Point placement records:

>> START

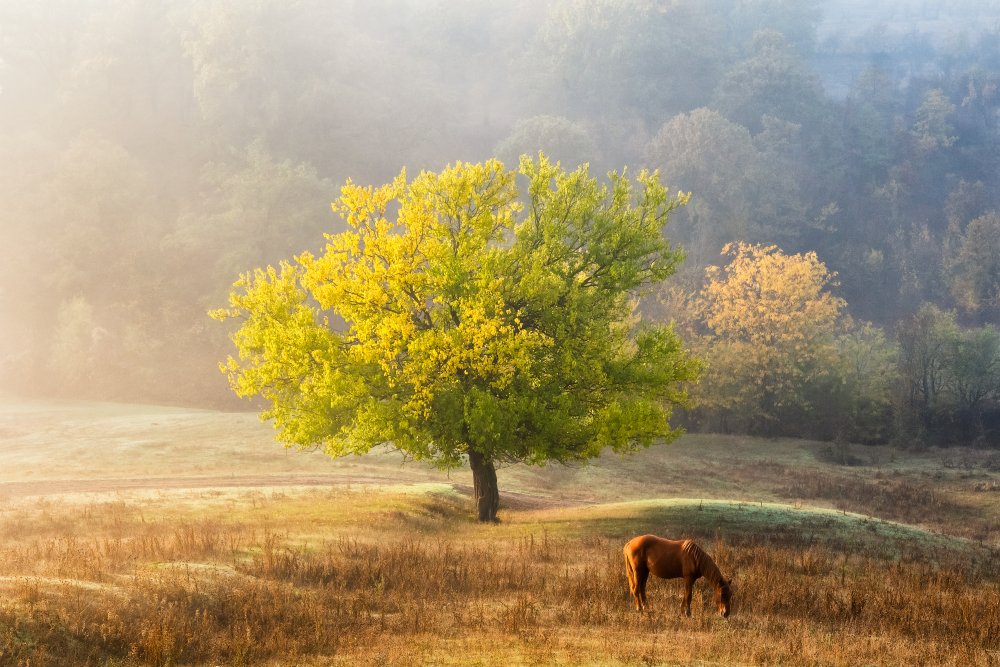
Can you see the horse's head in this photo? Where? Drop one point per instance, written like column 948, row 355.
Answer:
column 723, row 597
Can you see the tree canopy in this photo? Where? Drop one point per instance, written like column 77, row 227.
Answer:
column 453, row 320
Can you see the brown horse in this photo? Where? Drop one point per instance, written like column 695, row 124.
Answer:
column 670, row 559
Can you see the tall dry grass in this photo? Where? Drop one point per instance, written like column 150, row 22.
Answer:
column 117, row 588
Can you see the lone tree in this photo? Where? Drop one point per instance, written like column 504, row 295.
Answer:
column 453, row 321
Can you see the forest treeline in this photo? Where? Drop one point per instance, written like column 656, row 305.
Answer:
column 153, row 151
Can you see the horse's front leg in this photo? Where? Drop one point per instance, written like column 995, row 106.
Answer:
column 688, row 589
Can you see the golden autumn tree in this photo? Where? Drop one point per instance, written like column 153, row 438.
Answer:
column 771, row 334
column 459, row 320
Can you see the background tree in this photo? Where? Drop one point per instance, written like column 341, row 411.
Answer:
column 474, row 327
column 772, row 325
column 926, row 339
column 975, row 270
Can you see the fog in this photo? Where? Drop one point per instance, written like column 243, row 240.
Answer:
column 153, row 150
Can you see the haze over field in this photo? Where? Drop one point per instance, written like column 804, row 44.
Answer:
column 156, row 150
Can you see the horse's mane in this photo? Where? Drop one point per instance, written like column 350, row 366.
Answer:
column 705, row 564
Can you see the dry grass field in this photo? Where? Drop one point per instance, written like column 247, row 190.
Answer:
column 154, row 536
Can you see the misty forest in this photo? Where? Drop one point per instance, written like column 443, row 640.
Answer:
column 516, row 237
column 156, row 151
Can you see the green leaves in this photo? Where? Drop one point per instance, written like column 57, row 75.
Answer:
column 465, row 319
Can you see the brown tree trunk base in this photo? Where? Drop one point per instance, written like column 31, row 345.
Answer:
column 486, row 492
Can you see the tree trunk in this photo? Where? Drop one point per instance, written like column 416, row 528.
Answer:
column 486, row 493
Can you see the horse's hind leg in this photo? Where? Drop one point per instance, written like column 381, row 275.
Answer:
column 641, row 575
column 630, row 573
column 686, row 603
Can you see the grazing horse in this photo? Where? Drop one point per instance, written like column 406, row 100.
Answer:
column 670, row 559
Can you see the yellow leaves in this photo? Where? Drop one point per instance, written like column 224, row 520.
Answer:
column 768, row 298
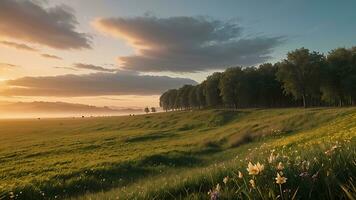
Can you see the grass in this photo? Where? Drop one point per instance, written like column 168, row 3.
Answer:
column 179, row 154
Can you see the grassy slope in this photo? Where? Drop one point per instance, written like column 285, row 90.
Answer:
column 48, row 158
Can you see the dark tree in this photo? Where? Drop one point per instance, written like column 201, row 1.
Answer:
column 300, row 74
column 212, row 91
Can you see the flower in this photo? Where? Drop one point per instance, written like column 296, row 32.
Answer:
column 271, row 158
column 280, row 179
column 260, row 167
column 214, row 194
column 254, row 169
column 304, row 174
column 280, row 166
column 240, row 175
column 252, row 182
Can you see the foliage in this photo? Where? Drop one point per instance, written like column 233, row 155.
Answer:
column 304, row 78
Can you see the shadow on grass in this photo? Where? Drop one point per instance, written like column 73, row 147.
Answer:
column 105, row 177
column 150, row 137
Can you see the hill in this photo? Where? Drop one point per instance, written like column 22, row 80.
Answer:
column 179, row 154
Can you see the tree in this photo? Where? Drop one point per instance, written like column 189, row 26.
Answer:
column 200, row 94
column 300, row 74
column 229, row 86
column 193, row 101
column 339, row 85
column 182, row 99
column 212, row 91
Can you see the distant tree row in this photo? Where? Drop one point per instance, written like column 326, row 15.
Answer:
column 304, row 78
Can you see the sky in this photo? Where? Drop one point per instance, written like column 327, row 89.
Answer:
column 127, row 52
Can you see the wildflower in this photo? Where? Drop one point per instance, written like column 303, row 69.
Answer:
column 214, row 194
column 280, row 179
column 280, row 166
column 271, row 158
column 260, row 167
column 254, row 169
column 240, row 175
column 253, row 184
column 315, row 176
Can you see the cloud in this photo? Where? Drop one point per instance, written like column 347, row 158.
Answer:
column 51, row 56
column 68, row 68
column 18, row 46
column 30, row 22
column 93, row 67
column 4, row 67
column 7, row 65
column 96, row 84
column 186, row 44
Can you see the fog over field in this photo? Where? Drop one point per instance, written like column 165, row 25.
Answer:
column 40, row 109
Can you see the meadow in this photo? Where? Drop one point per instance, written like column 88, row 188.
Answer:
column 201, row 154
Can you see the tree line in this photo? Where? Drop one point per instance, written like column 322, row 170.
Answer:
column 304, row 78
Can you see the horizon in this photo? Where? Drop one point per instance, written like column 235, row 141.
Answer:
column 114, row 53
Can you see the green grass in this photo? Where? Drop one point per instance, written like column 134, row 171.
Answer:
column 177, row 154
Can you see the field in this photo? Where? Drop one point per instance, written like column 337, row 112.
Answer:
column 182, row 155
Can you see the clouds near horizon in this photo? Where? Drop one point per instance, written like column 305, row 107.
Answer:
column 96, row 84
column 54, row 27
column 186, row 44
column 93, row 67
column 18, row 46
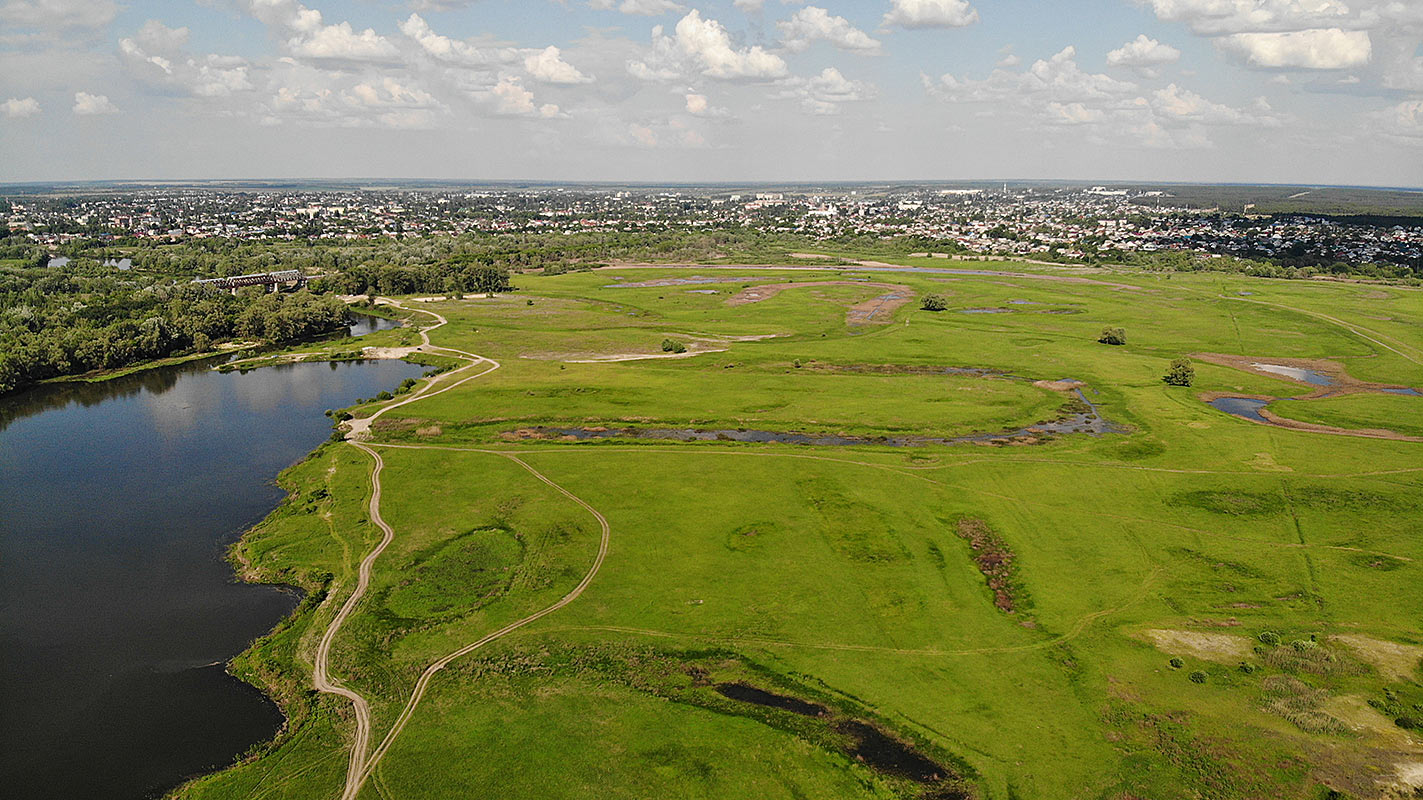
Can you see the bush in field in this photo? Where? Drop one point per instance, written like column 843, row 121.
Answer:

>> END

The request:
Reproduce all of the records above with "Drop one point per instance" replaced by "Mark one point for each instance" wherever it occurs, leaving everything else unchanged. Omit the pictures from your answer.

Exercise result:
Can you see the horse's head in this photo? Where? Mark one point for each instance, written like column 948, row 355.
Answer:
column 723, row 597
Can you see the tree canopy in this photo? Where? Mark one point for each instance, written like column 77, row 227.
Answer:
column 453, row 320
Can you see the brown horse in this photo? Where? Mark one point for each instance, written like column 695, row 124.
Answer:
column 670, row 559
Can you see the tall dry grass in this photo? Where? Mark one point for each instance, written like column 150, row 22.
Answer:
column 117, row 588
Can you see the lone tree in this photo? Where? Mark one point for each instance, written like column 504, row 295.
Answer:
column 453, row 321
Can you see the forest treeline in this photo? Where? Mark one point for each instance, written like column 656, row 305.
Answer:
column 153, row 151
Can you see the horse's front leg in this photo? Where? Mark one point for each instance, written like column 995, row 106.
Answer:
column 688, row 589
Can you see the golden autumn tree in this photo? Where? Mark one point for each instance, written like column 153, row 438.
Answer:
column 771, row 334
column 459, row 320
Can you see the background tree in this photo? Where? Mark one point for each instance, written like column 341, row 411.
Answer:
column 474, row 327
column 772, row 325
column 926, row 339
column 975, row 270
Can you see the fog in this photo? Where? Mark one point for each instance, written like column 243, row 240.
Answer:
column 153, row 150
Can you see the haze over field in this photo? Where? Mark one point for each instance, written like column 804, row 44.
Answer:
column 156, row 150
Can you see the horse's mane in this photo? Where? Mark one point for each instance, written like column 350, row 366.
Answer:
column 705, row 564
Can you see the dry grass field in this photo? Where? Mark one point for each instance, written like column 247, row 190.
Answer:
column 154, row 536
Can you see the misty forest in this photo? Where? Mark one point for each instance, written like column 443, row 640.
Answer:
column 516, row 237
column 156, row 151
Can you see the green leaves in this photo? Where? Mark one point for each instance, written like column 57, row 75.
Answer:
column 465, row 319
Can you see the brown tree trunk base in this photo? Where? Mark one point for each instance, written like column 31, row 345.
Answer:
column 486, row 492
Can you see the tree trunk in this photo? Where? Mark one point for each instance, written like column 416, row 528.
Answer:
column 486, row 493
Can you see the horse's hind leg in this photo? Where? Mark one point for each instance, written like column 381, row 275.
Answer:
column 641, row 575
column 630, row 573
column 686, row 603
Can you see the grazing horse in this photo? Where? Mark one point for each instance, written like column 406, row 100.
Answer:
column 670, row 559
Can you see the yellow leaves in this photo? Where? Mark one point for each instance, written like column 224, row 520.
Answer:
column 768, row 298
Can you see the grass in this photo? Where? Mark one point for each instance, written like column 168, row 3.
Answer:
column 179, row 154
Can you see the grassy slope in this photo? Where? Mark one point for each instance, written like column 285, row 90.
Answer:
column 48, row 158
Can you see the dark tree in this photo? Where? Mark one point for each instance, written like column 201, row 1.
Answer:
column 300, row 74
column 212, row 91
Can you see the flower in this photo? Where? Mark one point for each instance, written like column 296, row 32.
Answer:
column 271, row 158
column 280, row 179
column 260, row 167
column 214, row 194
column 254, row 169
column 304, row 174
column 280, row 166
column 240, row 175
column 252, row 182
Can you see the foliage in this photo? Where? Mark one point for each instance, written like column 233, row 155.
Answer:
column 304, row 78
Can you see the shadow on grass in this photo? Where? Mark one point for each instance, written like column 73, row 147.
Answer:
column 105, row 177
column 150, row 137
Can you see the hill in this photo? Where? Mark one point for each instance, written like column 22, row 80.
Answer:
column 179, row 154
Can you see the tree in this photo? Where? Mark one point for each instance, written like column 189, row 26.
Answer:
column 200, row 94
column 300, row 74
column 229, row 86
column 193, row 101
column 339, row 85
column 182, row 99
column 212, row 91
Can you see the distant tree row in this photo? Where? Mark one point for each instance, written like column 326, row 15.
Answer:
column 304, row 78
Can you see the sky in this photo? Where? Mark one point for each instance, written like column 327, row 89.
Answer:
column 127, row 52
Can you see the wildflower in this photo? Where? Mark one point for each instance, written like column 303, row 69.
Answer:
column 214, row 194
column 280, row 179
column 280, row 166
column 271, row 158
column 260, row 167
column 254, row 169
column 240, row 175
column 253, row 184
column 315, row 176
Can you see the cloud in this photo? Where? Mark one point for each instance, written like column 347, row 158.
Answer:
column 51, row 56
column 68, row 68
column 18, row 46
column 30, row 22
column 93, row 67
column 4, row 67
column 7, row 65
column 96, row 84
column 186, row 44
Can you see the fog over field in this photo? Where? Mark one point for each instance, written like column 165, row 25.
Answer:
column 40, row 109
Can you see the meadow in this photo? Where? Mark one point for each instance, written like column 88, row 188.
Answer:
column 201, row 154
Can you see the tree line in this photo? Where? Mark one point for each instance, written like column 322, row 170.
Answer:
column 304, row 78
Can you see the horizon in this photo? Where? Mark one point for each instance, written like column 235, row 141.
Answer:
column 114, row 53
Can you see the green grass in this photo? Where? Mark one point for each instance, written like column 134, row 171.
Answer:
column 177, row 154
Can you see the field in this photo? Where? Mark one point for each instance, written like column 337, row 112.
Answer:
column 182, row 155
Can you see the clouds near horizon in this photo? Where? Mark one point for each instance, written like column 305, row 107.
Answer:
column 96, row 84
column 54, row 27
column 186, row 44
column 93, row 67
column 18, row 46
Can you see the bush in field in this photo? Where? Mark one point for each instance, written like column 843, row 121.
Answer:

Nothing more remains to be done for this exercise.